Document extract
So their faculty learning community produced a discipline-wide survey to linguistics students and faculty on their experience of the immediate move to remote teaching and learning. “Most of the complaints that students had about their learning experience during COVID really had to do with outdated teaching practices in our field—not just in our use of technology—but also the disparity of inclusive and accessible teaching and learning spaces,” Temkin Martinez said.
Essentially, the survey results indicated that while students appreciated the flexibility and reduction of assessments during the Spring 2020 term, faculty members who had not considered issues of accessibility and inclusivity prior to the pandemic struggled most to accommodate students during the emergency shift to remote learning. The group published the results of the survey to the Linguistic Society of America website to provide resources to help faculty start thinking about teaching linguistics in new ways.
The following annual meeting of the Linguistic Society of America, the group organized a session on what the teaching of linguistics should look like in the age of COVID and beyond.
“We wanted to model how to be inclusive and accessible in our teaching,” Temkin Martinez said. The session was presented remotely so they pre-recorded segments and provided transcripts and captions, and the synchronous sessions provided American Sign Language interpretation. Temkin Martinez said that, “everybody who attended was like, ‘We need to do this on a regular basis.’”
Following the positive reception of these sessions, in 2022, Temkin Martinez and Hiramatsu applied for and received a second grant of $49,830 from the National Science Foundation for the faculty learning community to organize a conference on the scholarship of teaching and learning for linguistics for the Linguistic Society of America. They held that conference in the summer of 2023 at the University of Massachusetts during the Society’s Linguistic Institute.
Following the conference, the faculty learning community recognized a need for additional gatherings for linguists engaged in scholarly teaching, and also for teaching resources for faculty in their discipline—materials, documented techniques, the “how to” documentation for teaching linguistics to undergraduate students.

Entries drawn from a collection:
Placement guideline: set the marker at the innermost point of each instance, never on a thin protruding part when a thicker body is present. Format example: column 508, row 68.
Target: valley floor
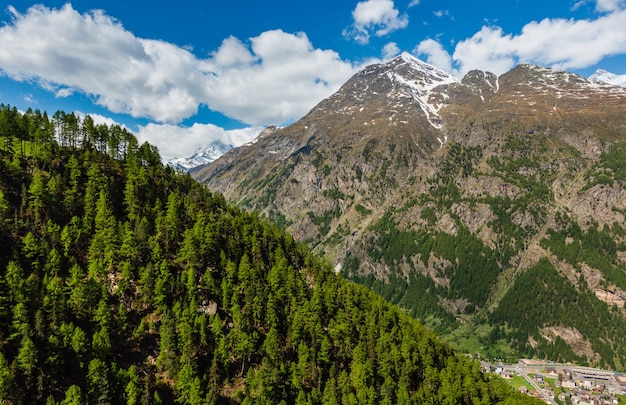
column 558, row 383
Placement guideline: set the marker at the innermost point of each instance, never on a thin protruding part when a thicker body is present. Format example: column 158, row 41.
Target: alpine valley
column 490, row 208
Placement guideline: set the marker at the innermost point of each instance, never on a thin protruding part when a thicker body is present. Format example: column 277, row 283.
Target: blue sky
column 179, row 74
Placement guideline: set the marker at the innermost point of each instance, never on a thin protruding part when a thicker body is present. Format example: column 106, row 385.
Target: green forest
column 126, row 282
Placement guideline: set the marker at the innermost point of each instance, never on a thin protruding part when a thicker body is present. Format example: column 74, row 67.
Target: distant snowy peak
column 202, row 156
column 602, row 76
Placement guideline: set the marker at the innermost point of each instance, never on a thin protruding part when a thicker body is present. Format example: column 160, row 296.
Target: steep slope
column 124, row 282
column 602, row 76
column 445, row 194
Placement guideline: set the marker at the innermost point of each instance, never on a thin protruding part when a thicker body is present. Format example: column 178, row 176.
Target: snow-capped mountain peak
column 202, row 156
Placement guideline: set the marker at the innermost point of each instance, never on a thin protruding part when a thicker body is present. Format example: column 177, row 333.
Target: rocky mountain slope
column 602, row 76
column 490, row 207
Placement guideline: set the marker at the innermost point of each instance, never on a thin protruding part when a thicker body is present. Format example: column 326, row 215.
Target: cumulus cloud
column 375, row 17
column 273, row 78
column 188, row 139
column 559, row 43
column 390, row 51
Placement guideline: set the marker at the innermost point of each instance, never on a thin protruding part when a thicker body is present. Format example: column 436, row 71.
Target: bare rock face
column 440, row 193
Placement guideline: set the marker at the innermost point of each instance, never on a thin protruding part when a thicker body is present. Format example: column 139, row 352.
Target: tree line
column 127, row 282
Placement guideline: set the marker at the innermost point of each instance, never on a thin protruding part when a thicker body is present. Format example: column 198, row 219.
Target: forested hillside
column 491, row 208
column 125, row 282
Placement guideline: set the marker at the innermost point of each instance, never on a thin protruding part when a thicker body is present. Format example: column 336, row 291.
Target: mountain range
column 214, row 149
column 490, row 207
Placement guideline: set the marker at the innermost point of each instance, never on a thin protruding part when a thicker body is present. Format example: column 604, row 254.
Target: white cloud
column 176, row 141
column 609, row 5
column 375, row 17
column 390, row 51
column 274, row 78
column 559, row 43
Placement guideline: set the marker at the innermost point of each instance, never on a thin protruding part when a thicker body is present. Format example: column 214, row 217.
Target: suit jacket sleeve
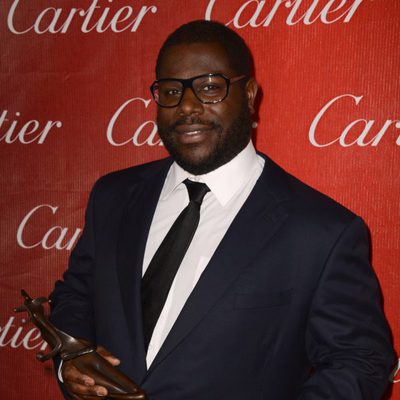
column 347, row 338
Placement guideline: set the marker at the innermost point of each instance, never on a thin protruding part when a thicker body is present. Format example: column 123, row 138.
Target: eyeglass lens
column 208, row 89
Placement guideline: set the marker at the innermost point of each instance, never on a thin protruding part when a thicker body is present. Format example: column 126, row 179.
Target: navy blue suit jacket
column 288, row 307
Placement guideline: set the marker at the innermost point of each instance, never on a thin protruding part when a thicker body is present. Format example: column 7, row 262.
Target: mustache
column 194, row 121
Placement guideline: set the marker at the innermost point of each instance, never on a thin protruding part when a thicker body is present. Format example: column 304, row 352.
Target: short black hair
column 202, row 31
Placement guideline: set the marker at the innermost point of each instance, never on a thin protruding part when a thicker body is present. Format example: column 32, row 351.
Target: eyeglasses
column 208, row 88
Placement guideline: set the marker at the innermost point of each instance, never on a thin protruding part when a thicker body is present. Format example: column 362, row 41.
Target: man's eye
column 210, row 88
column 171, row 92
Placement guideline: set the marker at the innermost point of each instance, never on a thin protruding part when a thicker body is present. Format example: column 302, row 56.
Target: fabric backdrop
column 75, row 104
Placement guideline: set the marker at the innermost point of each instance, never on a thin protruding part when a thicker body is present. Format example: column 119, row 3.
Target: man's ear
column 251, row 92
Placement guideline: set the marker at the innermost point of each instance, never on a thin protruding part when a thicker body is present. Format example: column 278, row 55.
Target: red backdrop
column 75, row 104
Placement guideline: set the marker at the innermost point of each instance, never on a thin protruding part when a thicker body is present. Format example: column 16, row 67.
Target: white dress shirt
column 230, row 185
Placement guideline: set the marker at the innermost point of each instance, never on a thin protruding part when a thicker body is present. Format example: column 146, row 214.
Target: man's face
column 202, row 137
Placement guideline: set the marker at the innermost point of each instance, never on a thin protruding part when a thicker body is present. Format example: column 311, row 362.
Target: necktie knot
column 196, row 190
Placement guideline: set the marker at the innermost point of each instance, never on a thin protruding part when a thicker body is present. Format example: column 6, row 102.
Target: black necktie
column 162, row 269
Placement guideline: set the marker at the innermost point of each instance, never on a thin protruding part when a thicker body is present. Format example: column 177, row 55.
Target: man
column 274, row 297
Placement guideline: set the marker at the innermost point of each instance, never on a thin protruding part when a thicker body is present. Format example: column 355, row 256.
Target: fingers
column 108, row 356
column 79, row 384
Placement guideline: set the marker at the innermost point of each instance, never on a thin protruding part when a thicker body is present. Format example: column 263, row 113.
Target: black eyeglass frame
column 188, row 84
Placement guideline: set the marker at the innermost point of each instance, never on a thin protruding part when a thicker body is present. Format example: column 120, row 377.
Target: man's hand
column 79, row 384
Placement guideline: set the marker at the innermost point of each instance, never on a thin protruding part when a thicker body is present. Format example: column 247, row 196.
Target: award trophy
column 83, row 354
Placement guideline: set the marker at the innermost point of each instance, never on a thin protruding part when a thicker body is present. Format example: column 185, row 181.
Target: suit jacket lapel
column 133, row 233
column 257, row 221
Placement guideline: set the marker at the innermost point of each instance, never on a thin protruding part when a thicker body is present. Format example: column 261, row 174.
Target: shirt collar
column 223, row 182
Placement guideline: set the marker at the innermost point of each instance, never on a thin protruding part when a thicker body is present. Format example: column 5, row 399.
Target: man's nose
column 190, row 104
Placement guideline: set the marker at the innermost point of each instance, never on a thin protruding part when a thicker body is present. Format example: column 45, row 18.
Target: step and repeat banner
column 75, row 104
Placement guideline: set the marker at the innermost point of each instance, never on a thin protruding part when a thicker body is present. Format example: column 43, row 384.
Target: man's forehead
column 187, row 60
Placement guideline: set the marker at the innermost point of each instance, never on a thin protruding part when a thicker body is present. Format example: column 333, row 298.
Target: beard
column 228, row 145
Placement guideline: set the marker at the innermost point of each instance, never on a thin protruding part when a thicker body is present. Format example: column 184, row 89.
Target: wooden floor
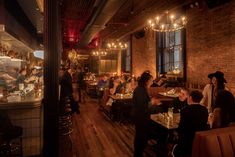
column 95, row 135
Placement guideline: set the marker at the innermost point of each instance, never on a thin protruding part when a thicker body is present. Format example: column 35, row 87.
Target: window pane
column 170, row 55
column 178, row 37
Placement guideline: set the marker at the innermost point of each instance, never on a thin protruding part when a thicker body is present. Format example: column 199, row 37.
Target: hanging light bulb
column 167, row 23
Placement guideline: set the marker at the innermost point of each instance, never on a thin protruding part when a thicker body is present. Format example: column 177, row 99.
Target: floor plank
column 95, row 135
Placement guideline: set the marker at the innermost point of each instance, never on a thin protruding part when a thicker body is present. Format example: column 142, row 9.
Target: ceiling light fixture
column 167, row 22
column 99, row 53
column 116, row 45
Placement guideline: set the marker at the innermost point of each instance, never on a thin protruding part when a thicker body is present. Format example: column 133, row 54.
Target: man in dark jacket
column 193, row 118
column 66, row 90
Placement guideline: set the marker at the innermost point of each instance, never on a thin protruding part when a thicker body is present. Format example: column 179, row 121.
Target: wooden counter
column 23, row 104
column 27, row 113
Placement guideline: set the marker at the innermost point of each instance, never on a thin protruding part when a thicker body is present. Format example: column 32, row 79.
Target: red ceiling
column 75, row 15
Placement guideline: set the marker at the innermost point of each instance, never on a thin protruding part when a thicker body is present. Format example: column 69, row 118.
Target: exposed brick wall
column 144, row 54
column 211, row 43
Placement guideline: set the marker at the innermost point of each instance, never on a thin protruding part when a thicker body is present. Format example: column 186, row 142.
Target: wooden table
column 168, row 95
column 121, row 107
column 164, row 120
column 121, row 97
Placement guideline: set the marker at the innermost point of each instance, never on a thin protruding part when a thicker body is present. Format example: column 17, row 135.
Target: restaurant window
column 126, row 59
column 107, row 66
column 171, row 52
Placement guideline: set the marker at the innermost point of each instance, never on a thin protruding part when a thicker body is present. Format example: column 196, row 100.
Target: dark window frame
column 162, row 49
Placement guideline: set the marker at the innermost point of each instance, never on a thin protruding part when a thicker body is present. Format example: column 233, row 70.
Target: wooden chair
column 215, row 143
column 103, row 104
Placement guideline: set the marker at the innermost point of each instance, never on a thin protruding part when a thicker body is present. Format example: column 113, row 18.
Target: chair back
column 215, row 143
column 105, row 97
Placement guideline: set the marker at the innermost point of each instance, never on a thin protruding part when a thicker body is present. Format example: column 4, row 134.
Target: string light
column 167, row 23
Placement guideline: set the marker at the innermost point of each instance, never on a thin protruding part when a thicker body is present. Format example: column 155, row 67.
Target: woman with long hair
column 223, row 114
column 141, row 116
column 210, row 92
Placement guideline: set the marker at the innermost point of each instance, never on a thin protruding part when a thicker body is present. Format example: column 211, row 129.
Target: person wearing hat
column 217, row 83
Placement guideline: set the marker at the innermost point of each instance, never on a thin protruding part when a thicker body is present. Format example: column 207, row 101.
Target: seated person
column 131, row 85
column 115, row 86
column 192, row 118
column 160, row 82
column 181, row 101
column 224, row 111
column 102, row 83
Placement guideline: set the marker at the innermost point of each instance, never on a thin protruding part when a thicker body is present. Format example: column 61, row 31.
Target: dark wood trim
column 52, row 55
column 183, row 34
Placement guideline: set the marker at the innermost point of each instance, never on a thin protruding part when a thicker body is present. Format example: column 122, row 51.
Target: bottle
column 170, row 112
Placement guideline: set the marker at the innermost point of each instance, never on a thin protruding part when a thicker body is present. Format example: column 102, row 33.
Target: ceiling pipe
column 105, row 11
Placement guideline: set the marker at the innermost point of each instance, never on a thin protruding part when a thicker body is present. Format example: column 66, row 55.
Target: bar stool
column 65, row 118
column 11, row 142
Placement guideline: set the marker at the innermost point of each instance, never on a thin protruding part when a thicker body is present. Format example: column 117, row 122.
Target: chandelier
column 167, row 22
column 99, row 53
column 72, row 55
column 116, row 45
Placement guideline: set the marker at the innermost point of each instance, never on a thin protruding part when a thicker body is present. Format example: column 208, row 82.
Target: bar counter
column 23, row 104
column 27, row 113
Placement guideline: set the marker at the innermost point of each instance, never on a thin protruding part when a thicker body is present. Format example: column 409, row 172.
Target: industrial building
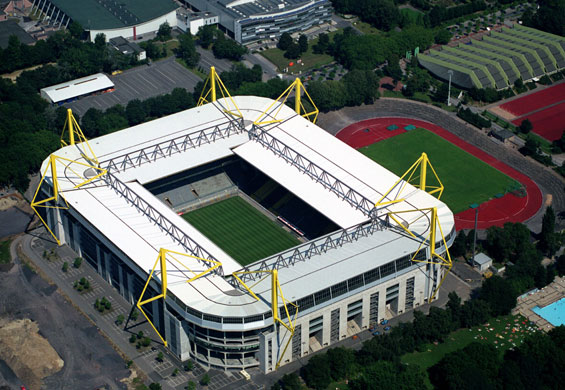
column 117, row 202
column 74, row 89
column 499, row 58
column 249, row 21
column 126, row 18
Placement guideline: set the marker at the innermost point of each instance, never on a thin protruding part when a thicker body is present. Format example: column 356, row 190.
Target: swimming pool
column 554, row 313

Set of tasks
1. In the article on teaching linguistics, what was the amount of the second National Science Foundation grant?
2. Proceed with the article on teaching linguistics from the point where it stops.
The rows are separate material and have no connection to the article on teaching linguistics.

Answers in order
1. $49,830

2.
In the fall of 2023, Temkin Martinez and Hiramatsu received their third National Science Foundation grant for $41,250 to host online gatherings of linguists to create an online library of resources for the Linguistic Society of America so that all members will have access to vetted examples of syllabi, lesson plans and other resources that faculty will be able to use to enhance their teaching which will bring a broader understanding of linguistics.
Temkin Martinez and Hiramatsu expect to launch the resource library for linguistic faculty in January 2025. Temkin Martinez said that she is grateful that, largely because of the influence of the Center for Teaching and Learning at Boise State, that “this work is considered my scholarship and counts toward my fulfilling my research obligations. Our institutional culture and policies have made it so that I’ve been empowered to do this work—to do what I perceive to be important work for the future of my discipline.”
Just five years ago the Linguistic Society of America published two or three articles per year on the scholarship of teaching and learning and now, “we looked at our dashboard and there are 11 articles in the queue. And there is a lot more work in the pipeline by folks who attended the summer conference. So it feels like the capacity-building piece has really been realized.”